> **What needs to be done**: Check every line of the entries that follow, and copy the ones containing "powder".

> **Given data**:
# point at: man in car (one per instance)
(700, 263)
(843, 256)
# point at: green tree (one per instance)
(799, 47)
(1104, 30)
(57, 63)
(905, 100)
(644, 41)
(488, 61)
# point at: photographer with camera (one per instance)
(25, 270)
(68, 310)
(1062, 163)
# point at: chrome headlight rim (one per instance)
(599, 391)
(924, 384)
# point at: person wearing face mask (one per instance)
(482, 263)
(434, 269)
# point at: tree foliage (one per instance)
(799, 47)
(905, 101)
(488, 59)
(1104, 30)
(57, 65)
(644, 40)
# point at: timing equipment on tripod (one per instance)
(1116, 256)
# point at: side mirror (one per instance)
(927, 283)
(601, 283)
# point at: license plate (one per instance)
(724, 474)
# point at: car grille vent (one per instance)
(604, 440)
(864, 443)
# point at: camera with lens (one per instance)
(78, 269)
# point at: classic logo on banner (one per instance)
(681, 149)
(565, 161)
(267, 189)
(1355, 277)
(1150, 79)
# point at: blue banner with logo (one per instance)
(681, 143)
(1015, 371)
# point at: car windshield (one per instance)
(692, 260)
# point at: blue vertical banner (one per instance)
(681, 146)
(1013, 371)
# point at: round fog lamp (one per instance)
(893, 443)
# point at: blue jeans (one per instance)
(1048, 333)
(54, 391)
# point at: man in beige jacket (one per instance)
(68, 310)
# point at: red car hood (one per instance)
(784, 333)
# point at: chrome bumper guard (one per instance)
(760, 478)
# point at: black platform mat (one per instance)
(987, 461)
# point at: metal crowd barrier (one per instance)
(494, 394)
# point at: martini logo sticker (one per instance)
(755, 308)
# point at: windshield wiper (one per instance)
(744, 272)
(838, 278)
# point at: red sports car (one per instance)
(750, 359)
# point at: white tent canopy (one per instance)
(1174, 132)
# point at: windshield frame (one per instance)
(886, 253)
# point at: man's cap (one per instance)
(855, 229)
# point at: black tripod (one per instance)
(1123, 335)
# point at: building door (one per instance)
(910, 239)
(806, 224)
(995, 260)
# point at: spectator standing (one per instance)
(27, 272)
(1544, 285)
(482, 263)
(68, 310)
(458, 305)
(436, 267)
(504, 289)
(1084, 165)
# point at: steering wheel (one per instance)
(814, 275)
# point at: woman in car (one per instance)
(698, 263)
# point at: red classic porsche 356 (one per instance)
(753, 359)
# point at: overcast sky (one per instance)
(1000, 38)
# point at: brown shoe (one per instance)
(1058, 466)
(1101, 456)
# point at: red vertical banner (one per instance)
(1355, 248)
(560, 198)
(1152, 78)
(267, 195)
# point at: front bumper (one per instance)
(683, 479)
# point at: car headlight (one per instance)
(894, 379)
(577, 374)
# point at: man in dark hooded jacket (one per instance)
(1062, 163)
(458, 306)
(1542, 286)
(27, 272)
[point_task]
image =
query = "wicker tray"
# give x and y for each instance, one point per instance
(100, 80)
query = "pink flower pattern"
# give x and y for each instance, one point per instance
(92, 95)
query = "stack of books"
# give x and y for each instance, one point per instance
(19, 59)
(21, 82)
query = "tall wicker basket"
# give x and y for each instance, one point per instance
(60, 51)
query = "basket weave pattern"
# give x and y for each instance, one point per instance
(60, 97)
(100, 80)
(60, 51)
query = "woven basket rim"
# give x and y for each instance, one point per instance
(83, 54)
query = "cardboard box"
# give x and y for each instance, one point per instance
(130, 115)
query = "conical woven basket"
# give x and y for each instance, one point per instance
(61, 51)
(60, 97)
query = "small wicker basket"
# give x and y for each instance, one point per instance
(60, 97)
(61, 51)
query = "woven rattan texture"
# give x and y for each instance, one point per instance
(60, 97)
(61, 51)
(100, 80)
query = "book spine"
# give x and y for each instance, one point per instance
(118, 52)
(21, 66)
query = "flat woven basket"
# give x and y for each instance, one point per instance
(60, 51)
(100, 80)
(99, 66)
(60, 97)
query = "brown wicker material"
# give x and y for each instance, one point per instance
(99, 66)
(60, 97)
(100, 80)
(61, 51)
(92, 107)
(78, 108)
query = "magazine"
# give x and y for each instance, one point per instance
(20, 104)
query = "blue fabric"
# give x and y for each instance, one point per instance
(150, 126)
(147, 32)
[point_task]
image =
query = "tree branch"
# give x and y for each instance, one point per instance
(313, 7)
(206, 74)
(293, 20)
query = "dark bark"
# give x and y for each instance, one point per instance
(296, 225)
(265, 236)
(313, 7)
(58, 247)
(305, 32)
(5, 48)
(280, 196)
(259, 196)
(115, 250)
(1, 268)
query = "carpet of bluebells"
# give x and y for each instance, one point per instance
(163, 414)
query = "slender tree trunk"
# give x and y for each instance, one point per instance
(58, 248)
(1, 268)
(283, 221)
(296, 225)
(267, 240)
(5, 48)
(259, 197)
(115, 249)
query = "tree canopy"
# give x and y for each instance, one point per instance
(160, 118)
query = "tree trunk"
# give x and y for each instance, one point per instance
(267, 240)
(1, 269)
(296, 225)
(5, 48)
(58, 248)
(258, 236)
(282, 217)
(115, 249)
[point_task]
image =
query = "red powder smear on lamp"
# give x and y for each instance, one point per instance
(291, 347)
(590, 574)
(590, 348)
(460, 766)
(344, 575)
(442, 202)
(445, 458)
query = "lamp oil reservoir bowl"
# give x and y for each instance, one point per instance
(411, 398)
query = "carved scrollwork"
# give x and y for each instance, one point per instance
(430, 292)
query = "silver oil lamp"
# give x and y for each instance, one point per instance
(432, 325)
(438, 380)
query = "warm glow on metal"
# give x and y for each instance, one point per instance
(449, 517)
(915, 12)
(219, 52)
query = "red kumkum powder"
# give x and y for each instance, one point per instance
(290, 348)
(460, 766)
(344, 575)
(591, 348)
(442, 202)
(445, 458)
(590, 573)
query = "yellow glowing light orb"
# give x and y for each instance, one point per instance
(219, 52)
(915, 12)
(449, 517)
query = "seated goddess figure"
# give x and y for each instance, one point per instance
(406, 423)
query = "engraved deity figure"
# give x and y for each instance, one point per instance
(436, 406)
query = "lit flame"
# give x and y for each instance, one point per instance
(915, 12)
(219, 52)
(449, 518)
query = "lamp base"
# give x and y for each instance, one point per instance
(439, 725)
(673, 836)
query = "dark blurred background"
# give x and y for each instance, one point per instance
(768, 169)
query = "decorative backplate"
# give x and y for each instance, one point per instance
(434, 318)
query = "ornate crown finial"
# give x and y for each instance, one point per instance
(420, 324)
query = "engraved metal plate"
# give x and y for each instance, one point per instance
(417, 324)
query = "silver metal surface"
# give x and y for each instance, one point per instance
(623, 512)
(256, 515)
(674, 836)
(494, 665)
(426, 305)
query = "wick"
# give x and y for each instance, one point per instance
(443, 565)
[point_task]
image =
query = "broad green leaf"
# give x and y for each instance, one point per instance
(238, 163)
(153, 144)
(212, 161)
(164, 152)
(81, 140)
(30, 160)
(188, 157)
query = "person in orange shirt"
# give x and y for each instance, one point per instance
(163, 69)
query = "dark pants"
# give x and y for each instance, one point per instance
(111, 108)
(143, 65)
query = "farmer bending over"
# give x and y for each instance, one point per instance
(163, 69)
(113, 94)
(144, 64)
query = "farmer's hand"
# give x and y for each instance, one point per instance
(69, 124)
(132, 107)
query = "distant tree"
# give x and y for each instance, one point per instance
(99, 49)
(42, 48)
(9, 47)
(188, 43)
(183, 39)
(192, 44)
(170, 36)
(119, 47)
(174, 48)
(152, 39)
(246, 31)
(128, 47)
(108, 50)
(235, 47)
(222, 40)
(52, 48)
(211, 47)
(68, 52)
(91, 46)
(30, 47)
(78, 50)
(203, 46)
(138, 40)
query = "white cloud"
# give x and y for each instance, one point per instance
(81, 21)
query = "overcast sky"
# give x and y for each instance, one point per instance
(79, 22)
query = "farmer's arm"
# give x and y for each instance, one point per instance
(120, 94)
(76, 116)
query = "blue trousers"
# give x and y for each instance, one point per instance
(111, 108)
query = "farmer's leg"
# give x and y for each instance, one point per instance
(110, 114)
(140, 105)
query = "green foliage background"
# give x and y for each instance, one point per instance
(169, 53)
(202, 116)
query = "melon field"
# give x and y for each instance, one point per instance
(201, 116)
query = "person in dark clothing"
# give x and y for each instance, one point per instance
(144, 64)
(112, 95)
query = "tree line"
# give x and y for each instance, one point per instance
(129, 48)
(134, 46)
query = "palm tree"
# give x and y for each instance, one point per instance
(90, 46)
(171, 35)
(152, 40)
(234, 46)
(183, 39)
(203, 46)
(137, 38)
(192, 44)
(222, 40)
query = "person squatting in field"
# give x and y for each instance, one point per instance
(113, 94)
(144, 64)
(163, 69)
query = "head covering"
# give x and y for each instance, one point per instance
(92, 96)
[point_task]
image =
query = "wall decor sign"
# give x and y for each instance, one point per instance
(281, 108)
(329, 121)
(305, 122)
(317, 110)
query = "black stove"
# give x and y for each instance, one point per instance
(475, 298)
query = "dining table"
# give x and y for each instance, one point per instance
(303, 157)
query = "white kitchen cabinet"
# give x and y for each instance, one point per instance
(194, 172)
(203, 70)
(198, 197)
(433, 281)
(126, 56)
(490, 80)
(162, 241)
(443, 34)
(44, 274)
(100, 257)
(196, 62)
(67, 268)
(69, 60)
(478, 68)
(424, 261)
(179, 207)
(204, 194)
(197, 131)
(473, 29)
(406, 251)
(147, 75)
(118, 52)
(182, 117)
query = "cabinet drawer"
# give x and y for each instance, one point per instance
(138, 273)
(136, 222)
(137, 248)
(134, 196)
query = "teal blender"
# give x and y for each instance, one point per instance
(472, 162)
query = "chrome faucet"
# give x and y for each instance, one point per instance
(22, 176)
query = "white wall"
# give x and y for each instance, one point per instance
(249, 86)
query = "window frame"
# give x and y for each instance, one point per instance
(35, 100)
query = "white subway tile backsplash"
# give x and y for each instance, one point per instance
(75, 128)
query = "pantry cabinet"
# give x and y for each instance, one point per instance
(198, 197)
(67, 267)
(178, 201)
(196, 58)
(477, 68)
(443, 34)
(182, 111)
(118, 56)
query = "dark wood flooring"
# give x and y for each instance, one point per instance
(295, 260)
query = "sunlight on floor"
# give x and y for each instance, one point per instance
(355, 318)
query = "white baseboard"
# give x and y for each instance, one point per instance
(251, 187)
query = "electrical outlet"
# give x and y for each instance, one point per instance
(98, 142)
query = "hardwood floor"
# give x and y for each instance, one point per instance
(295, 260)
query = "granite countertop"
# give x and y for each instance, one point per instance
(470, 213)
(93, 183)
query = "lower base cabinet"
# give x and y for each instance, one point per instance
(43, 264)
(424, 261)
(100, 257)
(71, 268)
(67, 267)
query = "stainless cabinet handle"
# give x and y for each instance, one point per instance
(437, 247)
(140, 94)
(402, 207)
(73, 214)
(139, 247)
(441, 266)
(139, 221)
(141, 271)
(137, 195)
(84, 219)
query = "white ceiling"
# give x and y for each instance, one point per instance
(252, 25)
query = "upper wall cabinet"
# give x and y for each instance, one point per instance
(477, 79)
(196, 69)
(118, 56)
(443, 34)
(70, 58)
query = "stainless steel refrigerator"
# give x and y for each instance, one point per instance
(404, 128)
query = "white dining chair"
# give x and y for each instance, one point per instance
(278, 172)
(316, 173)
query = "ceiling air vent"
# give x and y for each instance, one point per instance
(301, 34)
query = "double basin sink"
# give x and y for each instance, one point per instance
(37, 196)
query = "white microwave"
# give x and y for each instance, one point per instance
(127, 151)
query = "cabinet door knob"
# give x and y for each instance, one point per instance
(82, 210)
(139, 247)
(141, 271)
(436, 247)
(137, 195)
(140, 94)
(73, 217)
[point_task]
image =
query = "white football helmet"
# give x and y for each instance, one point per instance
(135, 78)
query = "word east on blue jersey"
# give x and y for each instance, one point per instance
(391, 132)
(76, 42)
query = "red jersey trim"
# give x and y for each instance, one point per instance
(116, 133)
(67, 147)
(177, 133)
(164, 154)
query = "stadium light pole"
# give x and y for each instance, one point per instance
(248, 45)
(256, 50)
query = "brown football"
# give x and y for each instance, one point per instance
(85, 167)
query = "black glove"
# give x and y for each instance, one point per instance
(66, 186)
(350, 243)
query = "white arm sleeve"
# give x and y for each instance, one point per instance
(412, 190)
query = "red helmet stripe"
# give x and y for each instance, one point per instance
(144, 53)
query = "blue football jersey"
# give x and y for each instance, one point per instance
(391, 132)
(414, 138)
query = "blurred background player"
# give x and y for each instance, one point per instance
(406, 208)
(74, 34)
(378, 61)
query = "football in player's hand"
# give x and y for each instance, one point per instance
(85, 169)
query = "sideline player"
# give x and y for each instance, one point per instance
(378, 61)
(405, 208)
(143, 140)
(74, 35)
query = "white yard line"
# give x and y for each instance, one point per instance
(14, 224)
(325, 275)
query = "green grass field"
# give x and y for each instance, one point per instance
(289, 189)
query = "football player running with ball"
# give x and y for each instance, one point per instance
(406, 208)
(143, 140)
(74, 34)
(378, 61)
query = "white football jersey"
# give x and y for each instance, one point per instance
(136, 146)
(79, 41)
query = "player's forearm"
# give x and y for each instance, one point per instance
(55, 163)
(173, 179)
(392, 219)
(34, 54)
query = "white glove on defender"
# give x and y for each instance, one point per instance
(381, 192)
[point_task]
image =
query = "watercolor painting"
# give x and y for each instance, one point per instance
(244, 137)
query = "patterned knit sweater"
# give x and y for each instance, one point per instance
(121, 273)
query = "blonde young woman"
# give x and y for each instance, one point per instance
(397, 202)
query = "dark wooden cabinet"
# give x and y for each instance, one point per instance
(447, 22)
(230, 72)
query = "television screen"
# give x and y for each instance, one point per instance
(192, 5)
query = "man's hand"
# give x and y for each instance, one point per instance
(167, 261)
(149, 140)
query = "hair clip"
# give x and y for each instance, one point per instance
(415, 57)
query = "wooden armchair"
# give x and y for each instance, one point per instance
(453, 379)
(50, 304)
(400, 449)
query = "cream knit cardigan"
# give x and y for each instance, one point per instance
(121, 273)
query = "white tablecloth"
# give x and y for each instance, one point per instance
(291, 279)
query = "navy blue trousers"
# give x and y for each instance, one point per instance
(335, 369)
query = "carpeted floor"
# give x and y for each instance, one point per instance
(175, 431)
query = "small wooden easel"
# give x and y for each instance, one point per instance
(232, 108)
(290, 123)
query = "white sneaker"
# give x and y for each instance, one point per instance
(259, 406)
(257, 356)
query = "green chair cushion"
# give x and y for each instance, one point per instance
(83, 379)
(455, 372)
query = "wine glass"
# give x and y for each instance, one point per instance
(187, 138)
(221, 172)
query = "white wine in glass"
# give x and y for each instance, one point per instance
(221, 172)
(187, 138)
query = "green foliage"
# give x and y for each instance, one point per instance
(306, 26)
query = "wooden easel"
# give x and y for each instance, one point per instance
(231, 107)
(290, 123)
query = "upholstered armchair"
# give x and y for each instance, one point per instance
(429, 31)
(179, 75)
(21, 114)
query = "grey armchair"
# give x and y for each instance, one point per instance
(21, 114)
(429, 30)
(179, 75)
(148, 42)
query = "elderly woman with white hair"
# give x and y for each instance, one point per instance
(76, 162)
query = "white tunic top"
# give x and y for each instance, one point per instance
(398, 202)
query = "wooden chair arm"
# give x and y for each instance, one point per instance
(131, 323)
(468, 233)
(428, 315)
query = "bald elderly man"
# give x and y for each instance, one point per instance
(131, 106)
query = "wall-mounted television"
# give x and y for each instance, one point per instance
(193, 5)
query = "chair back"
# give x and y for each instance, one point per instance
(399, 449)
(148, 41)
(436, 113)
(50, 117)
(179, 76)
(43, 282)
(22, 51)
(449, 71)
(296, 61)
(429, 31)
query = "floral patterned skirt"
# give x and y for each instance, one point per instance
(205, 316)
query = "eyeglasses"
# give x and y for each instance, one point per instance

> **Answer to the exercise**:
query = "red powder smear on lamp"
query = "red kumkum powder"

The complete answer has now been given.